WORK ITEM: Each line of the material below that holds the word "person" needs to be copied.
________________
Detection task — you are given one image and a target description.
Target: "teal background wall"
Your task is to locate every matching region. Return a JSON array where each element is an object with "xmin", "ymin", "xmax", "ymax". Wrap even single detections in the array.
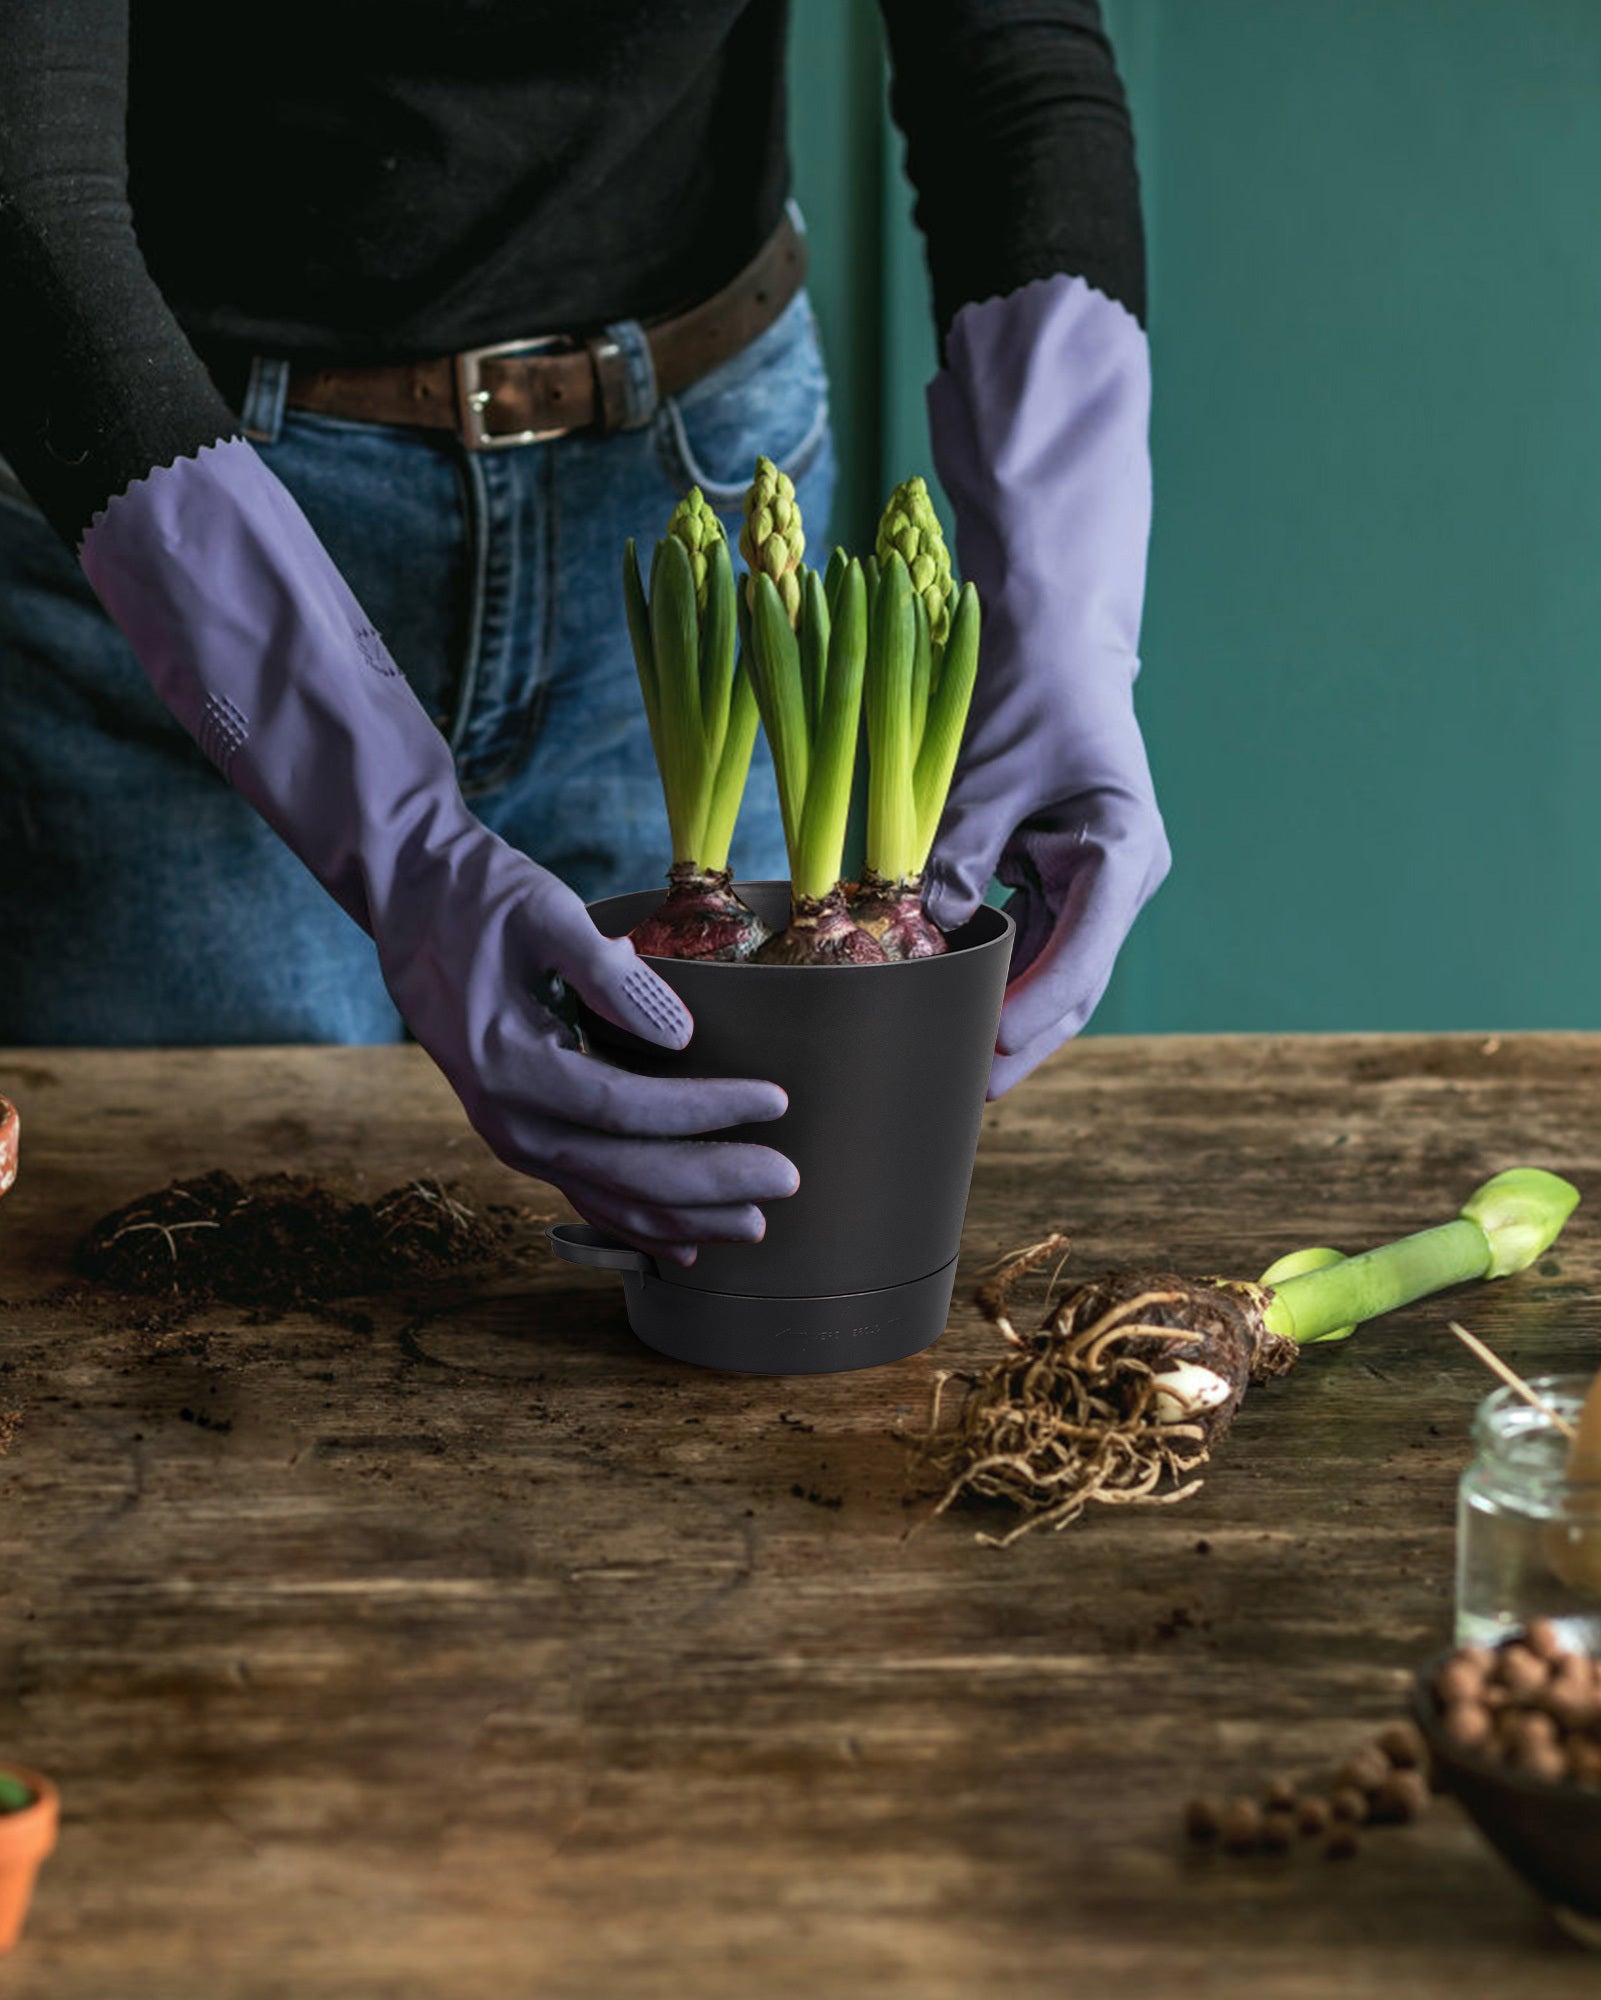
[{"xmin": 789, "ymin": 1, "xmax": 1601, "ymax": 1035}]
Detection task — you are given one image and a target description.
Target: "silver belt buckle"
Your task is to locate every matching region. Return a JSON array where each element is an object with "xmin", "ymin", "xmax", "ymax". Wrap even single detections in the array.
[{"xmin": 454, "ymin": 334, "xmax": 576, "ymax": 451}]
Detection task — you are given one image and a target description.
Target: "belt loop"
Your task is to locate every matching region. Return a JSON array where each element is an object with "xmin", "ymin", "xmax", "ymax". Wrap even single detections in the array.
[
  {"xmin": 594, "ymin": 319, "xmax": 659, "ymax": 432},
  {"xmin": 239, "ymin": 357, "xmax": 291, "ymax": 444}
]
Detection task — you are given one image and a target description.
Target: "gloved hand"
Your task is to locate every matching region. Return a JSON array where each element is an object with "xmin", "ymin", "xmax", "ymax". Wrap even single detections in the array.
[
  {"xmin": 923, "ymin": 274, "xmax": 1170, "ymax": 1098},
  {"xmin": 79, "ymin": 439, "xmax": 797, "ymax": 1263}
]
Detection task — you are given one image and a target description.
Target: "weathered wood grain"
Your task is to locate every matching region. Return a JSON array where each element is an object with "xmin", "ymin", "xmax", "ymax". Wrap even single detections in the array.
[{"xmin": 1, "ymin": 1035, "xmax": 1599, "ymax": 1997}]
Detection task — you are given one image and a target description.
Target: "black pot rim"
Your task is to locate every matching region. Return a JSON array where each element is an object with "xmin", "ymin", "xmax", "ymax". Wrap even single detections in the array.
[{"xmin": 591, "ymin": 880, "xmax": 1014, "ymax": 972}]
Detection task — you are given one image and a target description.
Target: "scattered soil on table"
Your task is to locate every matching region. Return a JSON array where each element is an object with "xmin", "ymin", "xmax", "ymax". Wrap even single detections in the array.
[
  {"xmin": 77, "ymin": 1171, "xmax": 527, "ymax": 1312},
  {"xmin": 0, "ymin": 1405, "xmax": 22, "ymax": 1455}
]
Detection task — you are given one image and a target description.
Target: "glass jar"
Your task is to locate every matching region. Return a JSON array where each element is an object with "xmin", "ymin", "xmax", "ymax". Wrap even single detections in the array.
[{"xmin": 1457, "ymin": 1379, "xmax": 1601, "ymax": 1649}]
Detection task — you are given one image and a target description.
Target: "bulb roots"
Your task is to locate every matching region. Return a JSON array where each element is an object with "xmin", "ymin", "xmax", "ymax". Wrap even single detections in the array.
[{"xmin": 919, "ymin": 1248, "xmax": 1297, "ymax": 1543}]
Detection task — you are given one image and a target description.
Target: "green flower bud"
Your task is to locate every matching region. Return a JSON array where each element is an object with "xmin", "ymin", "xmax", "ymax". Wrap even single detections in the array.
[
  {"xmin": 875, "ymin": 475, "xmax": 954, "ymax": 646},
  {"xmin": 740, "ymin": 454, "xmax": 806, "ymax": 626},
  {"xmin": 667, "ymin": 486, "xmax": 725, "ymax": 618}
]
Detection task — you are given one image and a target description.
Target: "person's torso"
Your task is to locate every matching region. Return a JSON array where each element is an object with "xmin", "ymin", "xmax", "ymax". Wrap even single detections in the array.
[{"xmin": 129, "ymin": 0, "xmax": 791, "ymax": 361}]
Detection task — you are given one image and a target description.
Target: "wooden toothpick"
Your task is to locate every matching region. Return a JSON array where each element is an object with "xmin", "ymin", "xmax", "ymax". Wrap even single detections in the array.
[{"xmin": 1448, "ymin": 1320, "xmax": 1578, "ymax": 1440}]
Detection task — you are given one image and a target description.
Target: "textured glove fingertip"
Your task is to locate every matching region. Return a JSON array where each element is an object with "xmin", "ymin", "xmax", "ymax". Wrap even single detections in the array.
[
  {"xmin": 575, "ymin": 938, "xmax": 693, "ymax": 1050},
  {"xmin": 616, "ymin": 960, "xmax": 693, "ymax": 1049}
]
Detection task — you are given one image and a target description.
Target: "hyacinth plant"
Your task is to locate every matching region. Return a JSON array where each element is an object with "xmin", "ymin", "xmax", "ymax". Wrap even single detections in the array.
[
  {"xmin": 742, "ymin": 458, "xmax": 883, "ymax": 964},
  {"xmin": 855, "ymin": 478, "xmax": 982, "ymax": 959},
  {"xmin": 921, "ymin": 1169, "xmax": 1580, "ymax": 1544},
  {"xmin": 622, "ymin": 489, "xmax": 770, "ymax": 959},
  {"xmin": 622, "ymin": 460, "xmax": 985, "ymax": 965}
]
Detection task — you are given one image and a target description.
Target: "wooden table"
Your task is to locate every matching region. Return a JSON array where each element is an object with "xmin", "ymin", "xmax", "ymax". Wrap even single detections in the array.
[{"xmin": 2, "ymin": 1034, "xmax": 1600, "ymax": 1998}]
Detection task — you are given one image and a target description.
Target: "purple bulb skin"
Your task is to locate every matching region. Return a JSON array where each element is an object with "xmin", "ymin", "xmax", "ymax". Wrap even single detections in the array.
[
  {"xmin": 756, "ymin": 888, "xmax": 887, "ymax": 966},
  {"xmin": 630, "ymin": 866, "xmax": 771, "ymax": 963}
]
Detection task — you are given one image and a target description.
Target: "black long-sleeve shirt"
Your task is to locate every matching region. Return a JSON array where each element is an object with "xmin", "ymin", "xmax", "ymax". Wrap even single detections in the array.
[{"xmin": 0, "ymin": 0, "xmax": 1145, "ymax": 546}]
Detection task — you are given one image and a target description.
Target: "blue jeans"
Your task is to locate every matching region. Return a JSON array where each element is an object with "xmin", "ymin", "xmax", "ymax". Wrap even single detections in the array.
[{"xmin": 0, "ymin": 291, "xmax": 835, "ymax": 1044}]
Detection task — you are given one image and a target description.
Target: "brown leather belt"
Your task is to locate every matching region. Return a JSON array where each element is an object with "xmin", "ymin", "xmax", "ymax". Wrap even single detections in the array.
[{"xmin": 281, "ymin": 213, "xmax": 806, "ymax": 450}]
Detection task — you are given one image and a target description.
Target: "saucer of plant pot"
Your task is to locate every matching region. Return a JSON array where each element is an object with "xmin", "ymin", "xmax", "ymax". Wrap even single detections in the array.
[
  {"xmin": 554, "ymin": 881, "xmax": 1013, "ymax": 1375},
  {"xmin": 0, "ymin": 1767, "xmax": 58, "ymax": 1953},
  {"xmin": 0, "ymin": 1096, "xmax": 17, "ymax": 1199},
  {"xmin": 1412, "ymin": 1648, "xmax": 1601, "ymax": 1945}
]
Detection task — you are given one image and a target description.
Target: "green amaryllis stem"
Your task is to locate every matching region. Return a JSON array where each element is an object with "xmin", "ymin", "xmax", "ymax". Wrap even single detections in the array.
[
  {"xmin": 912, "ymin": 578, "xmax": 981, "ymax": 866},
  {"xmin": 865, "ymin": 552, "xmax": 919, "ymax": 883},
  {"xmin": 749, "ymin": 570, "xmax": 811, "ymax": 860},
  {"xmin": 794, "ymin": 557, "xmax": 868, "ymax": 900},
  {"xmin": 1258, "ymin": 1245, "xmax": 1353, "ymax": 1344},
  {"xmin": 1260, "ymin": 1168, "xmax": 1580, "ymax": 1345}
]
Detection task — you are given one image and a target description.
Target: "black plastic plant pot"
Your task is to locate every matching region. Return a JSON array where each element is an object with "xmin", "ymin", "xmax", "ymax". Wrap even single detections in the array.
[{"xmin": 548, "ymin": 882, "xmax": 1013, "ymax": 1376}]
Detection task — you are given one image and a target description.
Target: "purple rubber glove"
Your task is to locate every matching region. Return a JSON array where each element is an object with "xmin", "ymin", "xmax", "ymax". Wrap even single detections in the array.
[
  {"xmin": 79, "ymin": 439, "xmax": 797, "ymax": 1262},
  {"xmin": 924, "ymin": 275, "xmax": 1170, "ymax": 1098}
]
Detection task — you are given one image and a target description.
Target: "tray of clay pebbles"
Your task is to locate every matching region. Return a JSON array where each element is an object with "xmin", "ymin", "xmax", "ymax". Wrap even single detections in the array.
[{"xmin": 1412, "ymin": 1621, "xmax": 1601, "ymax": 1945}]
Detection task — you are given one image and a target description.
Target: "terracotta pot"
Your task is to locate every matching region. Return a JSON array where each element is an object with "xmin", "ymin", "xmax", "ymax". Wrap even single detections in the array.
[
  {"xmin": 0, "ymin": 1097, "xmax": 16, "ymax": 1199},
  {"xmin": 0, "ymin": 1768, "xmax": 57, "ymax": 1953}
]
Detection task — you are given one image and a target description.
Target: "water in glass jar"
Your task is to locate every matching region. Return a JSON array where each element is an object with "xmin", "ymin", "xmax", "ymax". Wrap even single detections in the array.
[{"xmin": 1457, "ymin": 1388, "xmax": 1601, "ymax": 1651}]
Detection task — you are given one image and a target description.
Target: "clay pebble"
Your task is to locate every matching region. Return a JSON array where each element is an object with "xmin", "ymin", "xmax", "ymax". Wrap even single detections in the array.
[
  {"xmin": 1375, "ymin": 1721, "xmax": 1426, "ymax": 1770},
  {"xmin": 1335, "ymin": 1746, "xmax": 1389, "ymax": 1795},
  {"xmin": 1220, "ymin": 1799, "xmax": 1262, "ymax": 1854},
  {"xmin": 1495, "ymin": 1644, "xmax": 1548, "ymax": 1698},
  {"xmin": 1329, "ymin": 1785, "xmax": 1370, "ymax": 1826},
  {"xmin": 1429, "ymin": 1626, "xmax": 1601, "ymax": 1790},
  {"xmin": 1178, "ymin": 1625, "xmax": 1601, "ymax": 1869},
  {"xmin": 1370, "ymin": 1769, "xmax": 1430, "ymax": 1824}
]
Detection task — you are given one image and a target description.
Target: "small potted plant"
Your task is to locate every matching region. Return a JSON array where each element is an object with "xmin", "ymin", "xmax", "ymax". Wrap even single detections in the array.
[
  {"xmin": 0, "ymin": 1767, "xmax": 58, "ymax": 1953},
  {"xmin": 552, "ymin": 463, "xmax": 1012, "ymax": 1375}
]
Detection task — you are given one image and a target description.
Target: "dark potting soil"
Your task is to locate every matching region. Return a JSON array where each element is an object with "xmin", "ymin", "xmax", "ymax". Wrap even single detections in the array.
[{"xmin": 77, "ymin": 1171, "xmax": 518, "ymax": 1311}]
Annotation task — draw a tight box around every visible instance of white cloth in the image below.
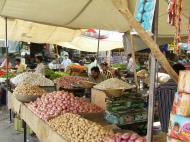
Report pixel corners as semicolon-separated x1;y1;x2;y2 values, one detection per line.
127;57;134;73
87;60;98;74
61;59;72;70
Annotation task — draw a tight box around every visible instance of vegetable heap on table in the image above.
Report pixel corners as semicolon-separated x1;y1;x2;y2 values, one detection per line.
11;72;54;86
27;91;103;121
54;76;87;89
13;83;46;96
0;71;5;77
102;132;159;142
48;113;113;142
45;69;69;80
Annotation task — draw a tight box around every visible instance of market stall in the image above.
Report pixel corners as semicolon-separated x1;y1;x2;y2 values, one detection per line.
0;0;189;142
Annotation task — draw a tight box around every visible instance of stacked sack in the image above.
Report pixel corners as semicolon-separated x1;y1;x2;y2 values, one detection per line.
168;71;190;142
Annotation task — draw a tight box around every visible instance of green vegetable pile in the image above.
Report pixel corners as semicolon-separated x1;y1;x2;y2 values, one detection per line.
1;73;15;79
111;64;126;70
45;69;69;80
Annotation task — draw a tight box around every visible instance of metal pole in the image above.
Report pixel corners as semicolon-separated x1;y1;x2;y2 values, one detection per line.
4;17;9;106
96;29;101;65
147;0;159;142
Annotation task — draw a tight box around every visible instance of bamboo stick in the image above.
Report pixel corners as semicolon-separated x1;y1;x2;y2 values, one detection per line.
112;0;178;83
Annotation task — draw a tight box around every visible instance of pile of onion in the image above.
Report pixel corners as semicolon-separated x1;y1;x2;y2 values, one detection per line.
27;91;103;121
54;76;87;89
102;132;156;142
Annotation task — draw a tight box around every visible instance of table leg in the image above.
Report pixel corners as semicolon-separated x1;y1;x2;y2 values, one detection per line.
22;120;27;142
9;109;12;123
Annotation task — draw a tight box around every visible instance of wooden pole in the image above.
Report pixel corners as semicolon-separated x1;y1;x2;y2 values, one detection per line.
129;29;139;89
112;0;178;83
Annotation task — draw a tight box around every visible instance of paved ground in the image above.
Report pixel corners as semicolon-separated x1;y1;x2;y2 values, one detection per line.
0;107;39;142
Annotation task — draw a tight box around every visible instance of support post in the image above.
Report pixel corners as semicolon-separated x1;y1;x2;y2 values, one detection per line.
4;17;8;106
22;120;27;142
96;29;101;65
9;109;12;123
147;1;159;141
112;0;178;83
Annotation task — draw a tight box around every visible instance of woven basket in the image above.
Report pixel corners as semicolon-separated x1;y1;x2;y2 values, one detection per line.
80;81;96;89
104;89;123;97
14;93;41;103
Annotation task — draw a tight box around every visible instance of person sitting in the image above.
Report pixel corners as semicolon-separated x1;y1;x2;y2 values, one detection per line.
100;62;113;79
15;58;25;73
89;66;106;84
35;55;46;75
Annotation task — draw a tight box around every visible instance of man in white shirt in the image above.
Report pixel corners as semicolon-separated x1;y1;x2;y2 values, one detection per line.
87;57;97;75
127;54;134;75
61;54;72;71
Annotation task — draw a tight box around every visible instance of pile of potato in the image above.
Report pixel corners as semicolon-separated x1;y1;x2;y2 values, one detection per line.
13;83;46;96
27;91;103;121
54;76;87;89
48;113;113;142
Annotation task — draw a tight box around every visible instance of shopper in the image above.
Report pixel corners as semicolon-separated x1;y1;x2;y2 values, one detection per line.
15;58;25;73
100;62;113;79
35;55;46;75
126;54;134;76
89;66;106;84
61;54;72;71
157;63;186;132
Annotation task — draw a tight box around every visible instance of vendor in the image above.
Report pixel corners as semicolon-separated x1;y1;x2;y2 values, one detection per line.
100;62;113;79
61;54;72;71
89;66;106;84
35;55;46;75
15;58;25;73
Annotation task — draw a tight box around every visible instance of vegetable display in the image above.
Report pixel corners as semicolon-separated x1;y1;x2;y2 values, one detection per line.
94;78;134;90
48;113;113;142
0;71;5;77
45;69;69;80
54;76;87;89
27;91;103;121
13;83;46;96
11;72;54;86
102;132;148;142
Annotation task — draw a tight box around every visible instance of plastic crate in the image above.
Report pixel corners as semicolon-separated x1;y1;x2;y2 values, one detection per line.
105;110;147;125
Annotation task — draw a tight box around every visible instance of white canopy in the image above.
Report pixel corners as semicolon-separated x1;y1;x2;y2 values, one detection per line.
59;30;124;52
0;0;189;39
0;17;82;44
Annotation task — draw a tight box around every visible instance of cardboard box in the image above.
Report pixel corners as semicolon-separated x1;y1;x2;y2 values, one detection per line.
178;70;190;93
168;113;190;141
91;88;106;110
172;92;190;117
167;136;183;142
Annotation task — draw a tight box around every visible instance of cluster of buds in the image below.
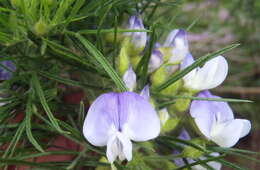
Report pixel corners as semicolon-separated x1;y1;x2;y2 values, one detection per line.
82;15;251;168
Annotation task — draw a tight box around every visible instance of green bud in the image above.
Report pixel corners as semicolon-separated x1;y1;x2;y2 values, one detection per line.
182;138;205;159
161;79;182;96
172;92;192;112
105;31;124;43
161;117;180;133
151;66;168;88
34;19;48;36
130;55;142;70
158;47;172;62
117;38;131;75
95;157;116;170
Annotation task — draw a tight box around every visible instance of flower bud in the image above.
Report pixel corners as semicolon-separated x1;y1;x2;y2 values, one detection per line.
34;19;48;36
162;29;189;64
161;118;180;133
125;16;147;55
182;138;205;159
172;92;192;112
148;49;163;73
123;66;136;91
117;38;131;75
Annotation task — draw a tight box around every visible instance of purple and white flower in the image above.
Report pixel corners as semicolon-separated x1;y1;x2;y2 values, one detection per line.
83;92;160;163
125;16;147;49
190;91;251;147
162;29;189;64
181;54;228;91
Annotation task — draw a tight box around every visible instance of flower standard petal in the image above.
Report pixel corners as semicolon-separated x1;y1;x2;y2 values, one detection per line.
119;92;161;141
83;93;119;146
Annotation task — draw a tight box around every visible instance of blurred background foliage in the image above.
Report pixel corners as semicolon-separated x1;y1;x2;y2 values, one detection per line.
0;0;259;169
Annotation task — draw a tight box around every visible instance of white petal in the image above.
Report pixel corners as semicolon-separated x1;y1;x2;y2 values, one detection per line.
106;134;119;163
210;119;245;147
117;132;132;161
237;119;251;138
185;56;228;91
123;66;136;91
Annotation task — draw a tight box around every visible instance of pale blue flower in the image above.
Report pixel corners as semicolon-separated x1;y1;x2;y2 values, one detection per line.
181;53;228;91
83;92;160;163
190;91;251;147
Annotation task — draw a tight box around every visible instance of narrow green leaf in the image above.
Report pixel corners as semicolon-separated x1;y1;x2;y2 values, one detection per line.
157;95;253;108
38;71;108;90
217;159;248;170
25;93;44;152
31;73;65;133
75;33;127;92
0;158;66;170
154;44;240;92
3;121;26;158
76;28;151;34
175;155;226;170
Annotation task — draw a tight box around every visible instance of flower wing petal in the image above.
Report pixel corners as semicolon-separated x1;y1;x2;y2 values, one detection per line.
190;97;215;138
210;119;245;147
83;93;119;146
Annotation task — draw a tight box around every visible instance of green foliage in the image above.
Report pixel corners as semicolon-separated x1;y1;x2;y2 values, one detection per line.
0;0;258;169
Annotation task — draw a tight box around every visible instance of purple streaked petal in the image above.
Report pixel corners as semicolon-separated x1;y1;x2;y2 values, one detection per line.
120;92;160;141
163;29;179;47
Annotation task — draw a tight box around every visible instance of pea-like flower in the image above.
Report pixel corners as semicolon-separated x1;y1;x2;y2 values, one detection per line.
________________
COMPLETED TASK:
Target: "person's torso"
Annotation task — draw a tight box around every visible instance of person sitting in the image above.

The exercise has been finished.